Written task: Print the lines below word for word, with the pictures left out.

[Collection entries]
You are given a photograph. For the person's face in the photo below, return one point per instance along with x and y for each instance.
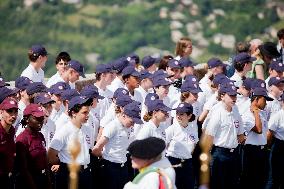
(187, 49)
(161, 115)
(128, 121)
(174, 72)
(108, 77)
(162, 91)
(229, 100)
(35, 123)
(61, 66)
(132, 82)
(192, 98)
(138, 163)
(183, 119)
(74, 75)
(83, 115)
(9, 116)
(261, 102)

Answer below:
You are given a photograph. For the person's face in the photo below, return one point per instance along with x and y for each instance.
(187, 49)
(161, 115)
(128, 121)
(174, 72)
(108, 77)
(162, 91)
(229, 100)
(35, 123)
(61, 66)
(132, 82)
(192, 98)
(138, 163)
(183, 119)
(74, 75)
(83, 115)
(9, 116)
(261, 102)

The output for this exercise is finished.